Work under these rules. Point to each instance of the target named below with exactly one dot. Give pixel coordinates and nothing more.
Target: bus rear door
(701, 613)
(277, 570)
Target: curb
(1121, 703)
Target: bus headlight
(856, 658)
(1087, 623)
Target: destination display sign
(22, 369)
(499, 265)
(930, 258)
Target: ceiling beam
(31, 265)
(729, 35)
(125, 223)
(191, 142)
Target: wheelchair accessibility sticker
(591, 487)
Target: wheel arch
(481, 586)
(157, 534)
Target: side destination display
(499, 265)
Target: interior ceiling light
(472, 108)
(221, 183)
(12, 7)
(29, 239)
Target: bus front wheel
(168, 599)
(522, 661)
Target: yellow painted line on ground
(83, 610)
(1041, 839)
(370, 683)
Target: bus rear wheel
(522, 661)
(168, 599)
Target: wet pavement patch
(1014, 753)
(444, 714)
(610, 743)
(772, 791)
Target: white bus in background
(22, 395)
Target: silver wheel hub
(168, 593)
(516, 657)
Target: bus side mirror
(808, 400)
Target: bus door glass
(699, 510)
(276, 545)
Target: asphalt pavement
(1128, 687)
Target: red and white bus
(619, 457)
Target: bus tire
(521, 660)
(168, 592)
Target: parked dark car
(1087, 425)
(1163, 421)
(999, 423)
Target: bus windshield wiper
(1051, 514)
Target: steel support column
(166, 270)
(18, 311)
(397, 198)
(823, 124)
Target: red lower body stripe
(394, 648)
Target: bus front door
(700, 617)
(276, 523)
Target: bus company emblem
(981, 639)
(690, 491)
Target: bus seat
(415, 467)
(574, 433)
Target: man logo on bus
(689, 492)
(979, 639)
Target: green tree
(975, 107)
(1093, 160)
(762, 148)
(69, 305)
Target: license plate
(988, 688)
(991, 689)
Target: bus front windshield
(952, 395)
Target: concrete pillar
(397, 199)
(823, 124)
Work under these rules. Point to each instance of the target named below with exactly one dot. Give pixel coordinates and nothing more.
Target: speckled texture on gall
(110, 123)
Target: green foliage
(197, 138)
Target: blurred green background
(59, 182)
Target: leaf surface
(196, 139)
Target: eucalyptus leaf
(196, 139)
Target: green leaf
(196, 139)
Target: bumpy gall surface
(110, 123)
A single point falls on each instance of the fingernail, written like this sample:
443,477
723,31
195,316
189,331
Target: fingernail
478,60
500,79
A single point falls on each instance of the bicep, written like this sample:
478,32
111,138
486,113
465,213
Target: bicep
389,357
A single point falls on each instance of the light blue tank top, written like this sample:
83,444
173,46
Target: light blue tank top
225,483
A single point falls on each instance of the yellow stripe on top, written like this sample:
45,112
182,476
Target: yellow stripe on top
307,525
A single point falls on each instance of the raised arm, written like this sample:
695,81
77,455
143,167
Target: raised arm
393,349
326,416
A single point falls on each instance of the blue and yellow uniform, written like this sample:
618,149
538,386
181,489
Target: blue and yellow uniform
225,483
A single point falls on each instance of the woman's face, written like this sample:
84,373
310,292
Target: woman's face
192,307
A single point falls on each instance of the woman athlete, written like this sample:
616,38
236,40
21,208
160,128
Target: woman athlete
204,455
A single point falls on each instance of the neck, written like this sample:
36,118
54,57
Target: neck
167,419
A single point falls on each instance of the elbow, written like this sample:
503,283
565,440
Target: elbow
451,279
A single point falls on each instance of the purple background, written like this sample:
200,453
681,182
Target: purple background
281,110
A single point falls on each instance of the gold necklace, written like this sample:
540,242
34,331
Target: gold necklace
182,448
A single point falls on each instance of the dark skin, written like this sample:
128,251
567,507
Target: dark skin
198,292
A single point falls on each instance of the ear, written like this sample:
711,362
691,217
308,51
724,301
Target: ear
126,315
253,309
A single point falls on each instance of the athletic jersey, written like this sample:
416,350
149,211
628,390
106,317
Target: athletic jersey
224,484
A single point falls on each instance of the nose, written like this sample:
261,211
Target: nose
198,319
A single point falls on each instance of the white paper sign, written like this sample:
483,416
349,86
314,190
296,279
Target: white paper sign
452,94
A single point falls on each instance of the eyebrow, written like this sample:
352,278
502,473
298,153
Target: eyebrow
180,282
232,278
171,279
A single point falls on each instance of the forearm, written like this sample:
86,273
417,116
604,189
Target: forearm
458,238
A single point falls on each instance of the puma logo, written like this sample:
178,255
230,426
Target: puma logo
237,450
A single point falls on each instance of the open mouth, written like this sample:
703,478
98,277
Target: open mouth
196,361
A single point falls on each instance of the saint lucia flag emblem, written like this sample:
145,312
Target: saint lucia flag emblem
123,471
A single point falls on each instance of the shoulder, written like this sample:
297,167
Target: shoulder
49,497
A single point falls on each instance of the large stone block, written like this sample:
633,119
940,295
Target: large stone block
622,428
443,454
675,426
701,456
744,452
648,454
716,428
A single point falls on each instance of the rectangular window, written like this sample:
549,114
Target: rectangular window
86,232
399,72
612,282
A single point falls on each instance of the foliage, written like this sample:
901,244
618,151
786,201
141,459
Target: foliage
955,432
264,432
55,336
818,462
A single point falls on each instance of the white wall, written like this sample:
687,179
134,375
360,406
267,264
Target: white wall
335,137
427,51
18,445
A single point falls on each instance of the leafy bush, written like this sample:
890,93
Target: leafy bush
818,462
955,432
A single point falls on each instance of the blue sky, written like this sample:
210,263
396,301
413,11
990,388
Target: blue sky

::::::::::

WHAT TO WORK ON> Please give every line of the listing above as a numbered list, leaving out any blank lines.

OUTPUT OF THE TASK>
1. Work under these rules. Point to each instance of the target named below with exactly one dot. Give pixel coordinates and nothing more.
2. Target: bus rear door
3. (701, 613)
4. (277, 570)
5. Target: curb
6. (1121, 703)
7. Target: bus headlight
8. (856, 658)
9. (1087, 623)
10. Target: destination display sign
11. (22, 369)
12. (499, 265)
13. (930, 258)
14. Target: ceiling beam
15. (31, 265)
16. (729, 35)
17. (125, 223)
18. (191, 142)
19. Target: wheelchair accessibility sticker
20. (591, 487)
21. Target: wheel arch
22. (481, 586)
23. (157, 534)
24. Target: side destination display
25. (499, 265)
26. Target: interior ceiling light
27. (472, 108)
28. (221, 183)
29. (12, 7)
30. (29, 239)
31. Target: bus front wheel
32. (168, 599)
33. (522, 661)
34. Target: yellow painted line on ground
35. (83, 610)
36. (1041, 839)
37. (370, 683)
38. Target: bus rear wheel
39. (522, 661)
40. (168, 599)
41. Target: wet pavement patch
42. (1014, 753)
43. (444, 714)
44. (610, 743)
45. (772, 791)
46. Target: white bus in background
47. (22, 395)
48. Target: silver wheel hub
49. (168, 593)
50. (516, 657)
51. Target: bus side mirror
52. (808, 400)
53. Target: bus door glass
54. (699, 510)
55. (276, 545)
56. Target: asphalt pavement
57. (1128, 687)
58. Target: red and white bus
59. (619, 457)
60. Target: bus tire
61. (521, 660)
62. (168, 592)
63. Target: parked dark car
64. (1087, 425)
65. (1163, 421)
66. (999, 423)
67. Target: bus windshield wiper
68. (1051, 514)
69. Target: steel support column
70. (166, 270)
71. (18, 311)
72. (397, 198)
73. (823, 124)
74. Target: red lower body stripe
75. (394, 648)
76. Target: bus front door
77. (700, 617)
78. (276, 523)
79. Target: bus company emblem
80. (981, 639)
81. (690, 491)
82. Target: bus seat
83. (415, 467)
84. (574, 433)
85. Target: man logo on bus
86. (689, 492)
87. (979, 639)
88. Target: green tree
89. (975, 107)
90. (1093, 160)
91. (762, 148)
92. (69, 305)
93. Target: license plate
94. (988, 688)
95. (991, 689)
96. Target: bus front windshield
97. (952, 395)
98. Target: concrete pillar
99. (397, 199)
100. (823, 124)
101. Work under these rules. Point to each instance of the target named below with exactly one dot. Give pixel coordinates and nothing more.
102. Target: speckled texture on gall
103. (110, 123)
104. Target: green foliage
105. (197, 138)
106. Target: blurred green background
107. (59, 182)
108. Target: leaf surface
109. (196, 139)
110. Target: eucalyptus leaf
111. (196, 139)
112. Target: green leaf
113. (196, 139)
114. Target: bumpy gall surface
115. (110, 123)
116. A single point falls on each instance of the fingernail, written like this sample:
117. 443,477
118. 723,31
119. 195,316
120. 189,331
121. Target: fingernail
122. 478,60
123. 500,79
124. A single point falls on each instance of the bicep, written like this sample:
125. 478,32
126. 111,138
127. 486,113
128. 465,213
129. Target: bicep
130. 389,357
131. A single point falls on each instance of the light blue tank top, written like this sample:
132. 83,444
133. 173,46
134. Target: light blue tank top
135. 225,483
136. A single point falls on each instance of the yellow stripe on top, written like this sample:
137. 45,112
138. 182,476
139. Target: yellow stripe on top
140. 307,525
141. A single point falls on each instance of the raised arm, written like this sample:
142. 695,81
143. 77,455
144. 143,167
145. Target: raised arm
146. 393,349
147. 326,416
148. A single point falls on each instance of the blue and yellow uniform, written like this sample:
149. 618,149
150. 538,386
151. 181,489
152. Target: blue and yellow uniform
153. 225,483
154. A single point falls on each instance of the woman's face, written like this sample:
155. 84,373
156. 310,292
157. Target: woman's face
158. 192,307
159. A single point falls on each instance of the woman athlete, written like this sample:
160. 616,38
161. 236,40
162. 21,208
163. 160,128
164. Target: woman athlete
165. 204,455
166. A single point falls on each instance of the neck, written like this sample:
167. 36,118
168. 54,57
169. Target: neck
170. 167,419
171. A single point falls on each instance of the elbow, written like this sample:
172. 503,283
173. 565,440
174. Target: elbow
175. 451,279
176. A single point falls on each instance of the purple background, written like this sample:
177. 200,453
178. 681,182
179. Target: purple background
180. 281,110
181. A single point falls on each instance of the gold necklace, written like this sample:
182. 540,242
183. 34,331
184. Target: gold necklace
185. 182,448
186. A single point falls on each instance of the dark skin, written like this sample:
187. 128,251
188. 567,507
189. Target: dark skin
190. 198,292
191. A single point falls on each instance of the ear, written like this sample:
192. 711,362
193. 691,217
194. 308,51
195. 724,301
196. Target: ear
197. 126,315
198. 253,309
199. A single point falls on each instance of the athletic jersey, written like this sample:
200. 416,350
201. 149,211
202. 628,390
203. 106,317
204. Target: athletic jersey
205. 224,484
206. A single point falls on each instance of the nose, written like this sample:
207. 261,211
208. Target: nose
209. 198,319
210. A single point falls on each instance of the white paper sign, written like this sample:
211. 483,416
212. 349,86
213. 314,190
214. 296,279
215. Target: white paper sign
216. 452,94
217. A single point falls on each instance of the eyebrow, written like this sample:
218. 352,278
219. 502,473
220. 298,153
221. Target: eyebrow
222. 180,282
223. 232,278
224. 171,279
225. A single point falls on each instance of the forearm, written like this sample:
226. 86,273
227. 417,116
228. 604,189
229. Target: forearm
230. 458,238
231. A single point falls on each instance of the puma logo, written like this sample:
232. 178,255
233. 230,426
234. Target: puma logo
235. 237,450
236. A single point falls on each instance of the open mouth, written like this sample:
237. 703,478
238. 98,277
239. Target: open mouth
240. 196,361
241. A single point falls on each instance of the saint lucia flag emblem, written like this sample:
242. 145,312
243. Target: saint lucia flag emblem
244. 123,471
245. A single point falls on each instance of the shoulder, written like this sample:
246. 297,167
247. Target: shoulder
248. 49,497
249. A single point falls on each instance of the large stone block, written like this sample:
250. 633,119
251. 940,295
252. Target: large stone block
253. 622,428
254. 443,454
255. 675,426
256. 701,456
257. 744,452
258. 648,454
259. 716,428
260. A single point falls on each instance of the rectangular window, written like this sample:
261. 549,114
262. Target: rectangular window
263. 86,232
264. 399,72
265. 612,282
266. A single point falls on each instance of the foliage, written like this sample:
267. 901,244
268. 618,151
269. 786,201
270. 141,459
271. Target: foliage
272. 955,432
273. 264,432
274. 55,336
275. 818,462
276. A single point falls on each instance of the white wall, written like this sample:
277. 687,179
278. 134,375
279. 360,406
280. 267,264
281. Target: white wall
282. 335,137
283. 427,51
284. 18,445
285. A single point falls on each instance of the leafy bush, written like this sample:
286. 890,93
287. Target: leafy bush
288. 818,462
289. 955,432
290. A single point falls on each instance of the blue sky, written like this sample:
291. 210,263
292. 396,301
293. 413,11
294. 990,388
295. Target: blue sky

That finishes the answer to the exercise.